Aspidistra elatior – Cast Iron Plant

The Cast iron Plant or Parlour Palm, is probably the most tolerant plant on earth! It is easy to grow and may well survive fifty years on minimal attention. It is a tidy, symmetrical plant with long pointed leaves which are strong and upright. A variegated form with cream-striped leaves is more decorative but less common.

Aspidistra elatior (syn. A. lurida) Cast Iron Plant: China.

Temperatures:

Growing season 12-15 °C (53-60 °F)

Minimum winter 7 °C (45 °F)

Soil: Mix good friable loam and soil-less compost in equal quantities. Do not over-feed.

Where to position: In a cool, shady position. Sunlight discolours the leaves and may leave their edges an unsightly brown. It is tolerant of draughts and temperature changes.

Watering requirements: Keep soil fairly moist with lukewarm water. The plant is a heavy drinker so water freely in hot weather. It has no special humidity needs. Spray from time to time to keep foliage clean, gently wiping moisture from the leaves with cotton wool or a tiny sponge.

▸ **Records shown**:
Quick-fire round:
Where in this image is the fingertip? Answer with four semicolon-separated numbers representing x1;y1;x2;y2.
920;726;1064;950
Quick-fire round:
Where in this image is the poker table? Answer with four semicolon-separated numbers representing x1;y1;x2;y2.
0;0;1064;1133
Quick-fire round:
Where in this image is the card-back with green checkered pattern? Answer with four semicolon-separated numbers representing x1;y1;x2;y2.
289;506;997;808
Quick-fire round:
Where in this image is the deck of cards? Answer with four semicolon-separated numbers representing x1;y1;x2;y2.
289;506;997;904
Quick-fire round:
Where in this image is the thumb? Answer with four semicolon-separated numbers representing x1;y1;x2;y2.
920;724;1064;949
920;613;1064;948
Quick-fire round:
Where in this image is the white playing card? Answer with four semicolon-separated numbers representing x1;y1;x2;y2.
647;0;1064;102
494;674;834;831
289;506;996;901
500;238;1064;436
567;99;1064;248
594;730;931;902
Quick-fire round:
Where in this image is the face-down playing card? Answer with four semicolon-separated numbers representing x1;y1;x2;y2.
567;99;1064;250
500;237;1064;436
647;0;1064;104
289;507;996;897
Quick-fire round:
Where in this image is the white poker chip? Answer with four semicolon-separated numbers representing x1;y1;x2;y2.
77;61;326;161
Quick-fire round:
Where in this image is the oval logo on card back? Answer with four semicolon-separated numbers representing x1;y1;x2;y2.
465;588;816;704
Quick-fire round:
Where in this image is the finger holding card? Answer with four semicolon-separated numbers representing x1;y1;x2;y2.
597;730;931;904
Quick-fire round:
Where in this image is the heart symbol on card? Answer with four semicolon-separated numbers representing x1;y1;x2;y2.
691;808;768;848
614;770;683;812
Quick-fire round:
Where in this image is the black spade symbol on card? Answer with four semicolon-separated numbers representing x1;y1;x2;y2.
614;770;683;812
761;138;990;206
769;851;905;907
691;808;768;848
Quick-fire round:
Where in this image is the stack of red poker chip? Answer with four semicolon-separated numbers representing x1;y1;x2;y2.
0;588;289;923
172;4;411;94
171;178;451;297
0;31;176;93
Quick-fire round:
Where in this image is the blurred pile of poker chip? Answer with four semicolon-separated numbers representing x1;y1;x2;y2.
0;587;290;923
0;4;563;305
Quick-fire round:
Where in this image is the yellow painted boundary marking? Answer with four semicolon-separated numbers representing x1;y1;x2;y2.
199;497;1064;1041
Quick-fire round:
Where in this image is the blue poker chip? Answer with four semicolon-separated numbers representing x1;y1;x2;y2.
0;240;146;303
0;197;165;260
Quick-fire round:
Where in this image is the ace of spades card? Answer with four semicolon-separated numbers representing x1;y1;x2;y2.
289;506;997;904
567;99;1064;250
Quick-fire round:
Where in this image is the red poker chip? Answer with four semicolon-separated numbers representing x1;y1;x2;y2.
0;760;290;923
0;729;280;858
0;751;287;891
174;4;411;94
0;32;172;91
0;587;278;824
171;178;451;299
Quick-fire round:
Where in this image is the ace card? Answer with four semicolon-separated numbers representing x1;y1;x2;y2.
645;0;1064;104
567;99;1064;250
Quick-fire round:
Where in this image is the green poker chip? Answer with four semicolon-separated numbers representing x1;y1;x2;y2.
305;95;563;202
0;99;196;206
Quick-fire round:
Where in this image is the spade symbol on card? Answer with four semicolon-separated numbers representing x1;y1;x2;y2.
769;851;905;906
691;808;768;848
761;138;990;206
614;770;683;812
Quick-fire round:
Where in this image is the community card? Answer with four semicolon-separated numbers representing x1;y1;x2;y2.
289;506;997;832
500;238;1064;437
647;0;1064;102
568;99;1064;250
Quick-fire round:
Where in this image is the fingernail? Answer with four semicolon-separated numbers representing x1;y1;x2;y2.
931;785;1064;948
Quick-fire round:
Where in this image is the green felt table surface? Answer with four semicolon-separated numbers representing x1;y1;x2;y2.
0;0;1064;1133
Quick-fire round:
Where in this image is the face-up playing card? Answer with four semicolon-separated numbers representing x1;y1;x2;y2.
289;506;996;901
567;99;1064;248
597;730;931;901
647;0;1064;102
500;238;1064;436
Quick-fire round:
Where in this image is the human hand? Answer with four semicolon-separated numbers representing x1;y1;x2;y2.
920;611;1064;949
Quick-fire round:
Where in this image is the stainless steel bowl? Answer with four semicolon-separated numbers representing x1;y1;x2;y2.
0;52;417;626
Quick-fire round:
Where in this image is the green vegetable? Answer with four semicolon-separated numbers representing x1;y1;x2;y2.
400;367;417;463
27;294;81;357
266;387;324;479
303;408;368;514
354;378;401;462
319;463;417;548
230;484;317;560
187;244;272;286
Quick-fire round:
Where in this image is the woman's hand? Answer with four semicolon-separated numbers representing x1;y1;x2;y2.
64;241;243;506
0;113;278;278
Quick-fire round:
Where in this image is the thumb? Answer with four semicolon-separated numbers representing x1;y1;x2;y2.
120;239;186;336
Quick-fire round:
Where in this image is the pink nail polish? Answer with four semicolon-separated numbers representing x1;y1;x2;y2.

▸ **Exercise prompt**: Translate this sentence from the cast iron plant text into Spanish: "It is tolerant of draughts and temperature changes." None of the data is needed here.

▸ **Solution to the problem**: Es tolerante a las corrientes de aire y a los cambios de temperatura.